*Given task 1*. Give back the rows that follow the text on gender bias, line for line and without a single change.
++++++++++
There has been no shortage of gender bias in news, commentary, and candidate remarks over the past few weeks. In this installment of On the Bias, we talk about expectations of being a lady, the double standards that gender and party/ideology impose, and the gender lens through which we view anger and aggressive behavior.
“Little Lady” and Lady Candidates
At a Carly Fiorina campaign event in New Hampshire, a male member of the audience posed a hypothetical to the GOP’s only female candidate: “This little lady in the red dress goes to the White House, and you have this entrenched bureaucracy. How do you break it apart?” Responding with a smirk, Fiorina told him, “Don’t you worry, this little lady’s plenty tough,” before moving on to a substantive answer. This encounter, little reported in media (included in the middle of a Concord Monitor candidate profile), is a reminder of the differences by which voters perceive men and women candidates. It’s not only the unnecessary reference to Fiorina’s appearance that matters, but, more importantly, the traits that the term “little lady” connotes – traditional (cue “appropriate”) femininity, weakness, and a lack of seriousness – all traits that contrast with those credentials demanded of executive candidates.
CNN reporter Dana Bash also reminded voters that Fiorina and Clinton were the ladies in the race when she asked Republican candidate Lindsay Graham to play a tamer version of the game “F***, Marry, Kill.” To the (understandable) shock of some other reporters in the room, Bash asked Graham to choose which woman he would date, marry, or make vanish among Hillary Clinton, Carly Fiorina, and Sarah Palin. Reducing accomplished women candidates to potential love interests – or worse, victims — reinforces traditional gender role expectations that position men as dominant and women as subordinate. Interestingly, Bash’s choice to pose this question to Graham also reminds us of our discomfort with single men – urging them to prove their (heterosexual) masculinity by expressing a clear interest in having a female partner.
Double Standards?
The fact that a female reporter perpetuated these gender norms may surprise some who either assume women are incapable of sexism or hold women to higher standards in promoting a more gender equal world. But the truth is that sexism is neither perpetuated only by men nor targeted only to women. Male candidates for president, for example, have been subject to claims that they are not manly enough to be commander-in-chief, or that their weakness blights their masculine credentials for the job. In some cases, women have been the ones to tell their male counterparts to “man up,” and – elsewhere – women have reinforced gendered rules of the game that work to the disadvantage of women candidates.
Another recent example in the 2016 race came when the women of The View criticized Carly Fiorina in the last Republican debate, saying she looked “demented” and comparing her face to a Halloween mask. The comments were called out by other women in media and, eventually, by Fiorina herself. However, even when Carly Fiorina confronted the co-hosts directly when she appeared on the program a week later, Whoopi Goldberg opted not to apologize and instead asked Fiorina when she was going to “steel her skin” to these sorts of attacks.
Fiorina and others have noted that the backlash to this incident was tempered by her partisanship, assuming there would be much more made of similar remarks if they targeted Hillary Clinton. This may very well be true, if history with women like Sarah Palin and Michelle Bachmann is any guide. But I would argue that there might be another double standard evident in this event: male commentators or candidates criticizing Carly Fiorina’s looks would evoke a different response, especially if they doubled down the way that The View’s co-hosts did. We would talk about men reducing women to appearances and note their patriarchal tendencies. But men and women both play by gendered rules of the game and are equally capable of the types of gender policing that work most often to women’s disadvantage.
++++++++++
*Given task 2*. Pick up the commentary on gender bias in the 2016 presidential race after its last sentence and keep writing.
++++++++++
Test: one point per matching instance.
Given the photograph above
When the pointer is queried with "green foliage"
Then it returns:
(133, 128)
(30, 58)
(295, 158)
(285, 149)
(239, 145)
++++++++++
*Final result 1*.
Test: one point per matching instance.
Given the photograph above
When the pointer is queried with "green foliage"
Then it returns:
(133, 128)
(30, 58)
(295, 158)
(285, 149)
(239, 145)

*Final result 2*.
Interestingly, it was another View co-host, Joy Behar, who vocalized this point after another attack on Carly Fiorina last week. Reflecting on Hillary Clinton’s response to a male audience member who claimed that he wants to “strangle” Fiorina when he sees her on screen, Behar explained, “Let’s be fair. If somebody had said that to Donald Trump and he had laughed, we would be ripping him a new one and [Clinton] did not — she should have stood up to him. I’m sorry, I have to say that.” (She makes a strong point – recall that when Tucker Carlson said he “involuntarily” closes his legs when he sees Clinton on screen, Media Matters immediately called him out and the clip lived on post-election). Behar was not the only one to criticize Clinton for laughing off the man’s comment. Carly Fiorina told FOX News’ Bill O’Reilly that the lack of media coverage of the comment exemplified the “clear double standard” in media, arguing, “If this happened with the conservative candidate, the liberal media would be all over and asking to apologize and all the rest of it.” Would the response of media, supporters, and feminist advocates have also been different if the comment and response occurred at a Bernie Sanders event? Probably so.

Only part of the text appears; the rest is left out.